Repeat the material exactly, every line of it.

_Material supplied:_

>> start

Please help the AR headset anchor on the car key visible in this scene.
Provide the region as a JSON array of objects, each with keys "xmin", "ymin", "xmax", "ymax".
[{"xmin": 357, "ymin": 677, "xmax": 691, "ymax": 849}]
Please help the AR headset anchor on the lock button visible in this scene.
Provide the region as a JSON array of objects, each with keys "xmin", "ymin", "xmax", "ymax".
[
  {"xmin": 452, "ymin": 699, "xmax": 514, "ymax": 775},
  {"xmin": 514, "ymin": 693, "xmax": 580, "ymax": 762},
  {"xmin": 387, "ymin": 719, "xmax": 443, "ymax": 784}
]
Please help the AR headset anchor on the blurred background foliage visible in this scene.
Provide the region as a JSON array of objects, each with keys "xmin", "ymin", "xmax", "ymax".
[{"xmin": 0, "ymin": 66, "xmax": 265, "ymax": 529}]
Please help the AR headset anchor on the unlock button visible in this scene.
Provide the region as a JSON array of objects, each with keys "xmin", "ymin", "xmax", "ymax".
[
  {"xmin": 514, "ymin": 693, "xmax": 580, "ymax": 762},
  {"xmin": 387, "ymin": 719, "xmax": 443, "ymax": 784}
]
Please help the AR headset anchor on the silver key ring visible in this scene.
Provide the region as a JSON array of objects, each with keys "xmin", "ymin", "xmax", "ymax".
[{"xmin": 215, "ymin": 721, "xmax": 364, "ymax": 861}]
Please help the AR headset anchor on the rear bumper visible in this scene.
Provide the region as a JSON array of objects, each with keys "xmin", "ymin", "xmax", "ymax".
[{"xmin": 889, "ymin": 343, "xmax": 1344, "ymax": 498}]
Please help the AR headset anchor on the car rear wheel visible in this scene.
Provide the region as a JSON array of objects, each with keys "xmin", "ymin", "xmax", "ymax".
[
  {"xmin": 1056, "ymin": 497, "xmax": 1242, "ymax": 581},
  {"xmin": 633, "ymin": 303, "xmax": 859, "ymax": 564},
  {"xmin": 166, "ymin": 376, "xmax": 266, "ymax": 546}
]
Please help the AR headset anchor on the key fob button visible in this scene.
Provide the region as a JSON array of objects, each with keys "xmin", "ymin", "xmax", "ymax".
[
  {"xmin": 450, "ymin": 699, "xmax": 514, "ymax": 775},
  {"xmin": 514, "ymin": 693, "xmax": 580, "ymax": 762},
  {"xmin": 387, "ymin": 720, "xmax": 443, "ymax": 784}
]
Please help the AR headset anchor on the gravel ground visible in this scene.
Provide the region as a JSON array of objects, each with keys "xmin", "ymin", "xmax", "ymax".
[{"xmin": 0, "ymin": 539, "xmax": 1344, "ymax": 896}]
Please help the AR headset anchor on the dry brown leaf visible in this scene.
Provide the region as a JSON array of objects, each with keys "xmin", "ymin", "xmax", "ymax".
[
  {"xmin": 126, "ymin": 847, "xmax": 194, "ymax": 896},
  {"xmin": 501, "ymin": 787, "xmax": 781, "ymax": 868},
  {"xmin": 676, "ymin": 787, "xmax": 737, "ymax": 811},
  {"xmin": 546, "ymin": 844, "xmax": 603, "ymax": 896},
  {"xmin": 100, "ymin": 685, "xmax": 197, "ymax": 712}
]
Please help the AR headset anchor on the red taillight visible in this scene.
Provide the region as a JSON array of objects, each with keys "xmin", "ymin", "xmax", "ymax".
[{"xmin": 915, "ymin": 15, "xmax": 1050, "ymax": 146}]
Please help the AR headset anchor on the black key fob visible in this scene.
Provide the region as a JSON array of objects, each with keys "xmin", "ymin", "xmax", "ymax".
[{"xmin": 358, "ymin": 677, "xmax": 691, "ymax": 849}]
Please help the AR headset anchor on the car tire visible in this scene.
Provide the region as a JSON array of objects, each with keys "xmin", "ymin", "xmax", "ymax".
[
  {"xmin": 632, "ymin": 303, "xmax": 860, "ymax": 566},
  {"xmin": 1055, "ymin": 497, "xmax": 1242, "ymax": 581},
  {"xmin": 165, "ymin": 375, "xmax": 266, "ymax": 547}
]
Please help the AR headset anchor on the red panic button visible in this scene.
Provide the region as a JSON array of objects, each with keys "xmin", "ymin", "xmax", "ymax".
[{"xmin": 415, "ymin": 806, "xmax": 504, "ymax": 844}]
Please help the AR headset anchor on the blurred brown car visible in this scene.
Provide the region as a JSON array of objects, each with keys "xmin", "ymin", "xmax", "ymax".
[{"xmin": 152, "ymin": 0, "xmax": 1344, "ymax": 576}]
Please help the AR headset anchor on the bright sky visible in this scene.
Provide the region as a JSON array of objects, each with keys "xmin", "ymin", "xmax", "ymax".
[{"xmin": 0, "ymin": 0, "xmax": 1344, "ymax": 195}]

>> end

_Exercise answer:_
Please help the AR headset anchor on the car key visible in this scene.
Provide the region as a JSON array of objects, each with keys "xmin", "ymin", "xmax", "ymax".
[{"xmin": 357, "ymin": 677, "xmax": 691, "ymax": 849}]
Please help the AR headset anchor on the lock button visible in this scene.
Provide the region as a JSON array of objects, each with keys "xmin", "ymin", "xmax", "ymax".
[
  {"xmin": 452, "ymin": 699, "xmax": 514, "ymax": 775},
  {"xmin": 514, "ymin": 693, "xmax": 580, "ymax": 762},
  {"xmin": 387, "ymin": 719, "xmax": 443, "ymax": 784}
]
Please help the AR headset anchor on the blurred background foliage visible in this scene.
Provide the region as a JSON array of objects, each with keys "xmin", "ymin", "xmax", "ymax".
[{"xmin": 0, "ymin": 66, "xmax": 265, "ymax": 529}]
Please help the AR headset anchor on the unlock button visible in this scene.
Provide the region as a JSON array of objects, each with keys "xmin", "ymin", "xmax", "ymax".
[
  {"xmin": 514, "ymin": 693, "xmax": 580, "ymax": 762},
  {"xmin": 387, "ymin": 719, "xmax": 443, "ymax": 784}
]
Please help the AR headset anchor on the silver key ring visible in this scene.
Provide the region as a JSON array of objects, each with keys "xmin", "ymin", "xmax", "ymax".
[{"xmin": 215, "ymin": 721, "xmax": 364, "ymax": 861}]
Please help the AR headset anchor on the rear bumper visible in this scene.
Provide the region as a JSON array of objects, each with keys "xmin", "ymin", "xmax", "ymax".
[{"xmin": 889, "ymin": 343, "xmax": 1344, "ymax": 498}]
Please help the AR headset anchor on the car rear wheel visible in this scene.
Provide the region as a JSON array of objects, each with keys "xmin", "ymin", "xmax", "ymax".
[
  {"xmin": 1056, "ymin": 497, "xmax": 1242, "ymax": 581},
  {"xmin": 633, "ymin": 303, "xmax": 859, "ymax": 564},
  {"xmin": 166, "ymin": 376, "xmax": 266, "ymax": 546}
]
Please help the AR headset anchor on the key fob button visible in this scene.
Provide the region as a JSON array of objects, each with keys "xmin", "ymin", "xmax", "ymax".
[
  {"xmin": 450, "ymin": 699, "xmax": 514, "ymax": 775},
  {"xmin": 514, "ymin": 693, "xmax": 580, "ymax": 762},
  {"xmin": 387, "ymin": 720, "xmax": 443, "ymax": 784}
]
Please help the AR headset anchor on the gravel ground visible in this scene.
Provide the region as a JSON array of objects, each with keys "xmin", "ymin", "xmax", "ymax".
[{"xmin": 0, "ymin": 539, "xmax": 1344, "ymax": 896}]
Please help the AR headset anchor on the dry brown leaf visible in this scene.
Provide the region as a JSON array of objects, each with keys "xmin", "ymin", "xmax", "ymax".
[
  {"xmin": 126, "ymin": 847, "xmax": 194, "ymax": 896},
  {"xmin": 501, "ymin": 787, "xmax": 781, "ymax": 868},
  {"xmin": 676, "ymin": 787, "xmax": 737, "ymax": 811},
  {"xmin": 546, "ymin": 844, "xmax": 603, "ymax": 896},
  {"xmin": 100, "ymin": 685, "xmax": 197, "ymax": 712}
]
Please help the AR headset anchor on the red taillight visible in this scene.
Provide the region as a JSON array of objects, each with keys "xmin", "ymin", "xmax", "ymax".
[{"xmin": 915, "ymin": 15, "xmax": 1050, "ymax": 146}]
Please help the AR headset anchor on the black key fob visible in this scene.
Provide the region as a JSON array of objects, each with keys "xmin", "ymin", "xmax", "ymax".
[{"xmin": 358, "ymin": 677, "xmax": 691, "ymax": 849}]
Please help the AR headset anchor on the car tire visible in this scene.
Provide the region as a JSON array of objects, each with keys "xmin", "ymin", "xmax", "ymax".
[
  {"xmin": 632, "ymin": 303, "xmax": 860, "ymax": 566},
  {"xmin": 1055, "ymin": 497, "xmax": 1242, "ymax": 581},
  {"xmin": 165, "ymin": 375, "xmax": 266, "ymax": 547}
]
Please help the AR headset anchor on the red panic button visible in this scene.
Provide the region as a JSON array of objects, each with keys "xmin", "ymin", "xmax", "ymax".
[{"xmin": 415, "ymin": 806, "xmax": 504, "ymax": 844}]
Please help the AR headset anchor on the blurred brown car visible in this scene.
Provide the region as a JSON array of objects, each with keys "xmin", "ymin", "xmax", "ymax".
[{"xmin": 152, "ymin": 0, "xmax": 1344, "ymax": 576}]
Please help the AR headset anchor on the bright sky visible in this scene.
Provide the region as a JSON array of objects, each with keys "xmin", "ymin", "xmax", "ymax".
[{"xmin": 0, "ymin": 0, "xmax": 1344, "ymax": 195}]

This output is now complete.